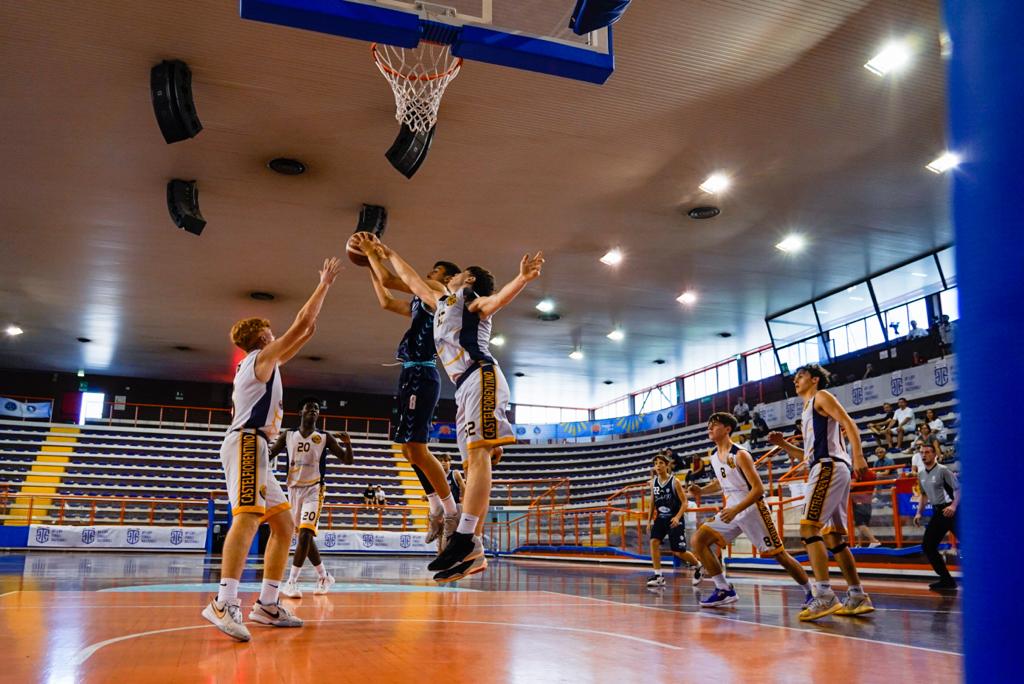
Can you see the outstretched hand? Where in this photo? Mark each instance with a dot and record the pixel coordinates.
(530, 266)
(330, 270)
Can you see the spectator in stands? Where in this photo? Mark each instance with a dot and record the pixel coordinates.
(915, 333)
(938, 485)
(884, 427)
(862, 497)
(904, 422)
(759, 430)
(937, 426)
(741, 411)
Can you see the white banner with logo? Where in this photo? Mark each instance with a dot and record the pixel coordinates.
(935, 377)
(15, 409)
(116, 537)
(375, 541)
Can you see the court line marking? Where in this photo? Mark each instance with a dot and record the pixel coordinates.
(707, 615)
(84, 654)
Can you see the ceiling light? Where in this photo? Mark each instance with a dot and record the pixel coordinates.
(545, 306)
(894, 56)
(612, 258)
(716, 183)
(792, 243)
(944, 162)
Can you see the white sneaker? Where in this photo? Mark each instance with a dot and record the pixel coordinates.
(324, 584)
(227, 618)
(291, 590)
(274, 615)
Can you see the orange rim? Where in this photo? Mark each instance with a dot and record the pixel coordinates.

********************

## Problem description
The reply must consist solely of the lines from the one containing "Can you see the court" through the last line in the material above, reproduced exactly.

## Response area
Can you see the court line marking? Where in this photo? Mark each instance with a dot and record the pixel coordinates.
(707, 615)
(84, 654)
Can you see the ceiling light? Where in this photo? Mark each instance with a dot and record the pixel coordinates.
(545, 306)
(894, 56)
(612, 258)
(716, 183)
(792, 243)
(944, 162)
Can you see the white sneaker? Where in this photo? Mark each instance with a dot and record the pixel coordinates.
(324, 584)
(227, 618)
(291, 590)
(274, 615)
Can you see the orange rim? Where in this photo? Mark each instance with a dot and record the pixel coordinates.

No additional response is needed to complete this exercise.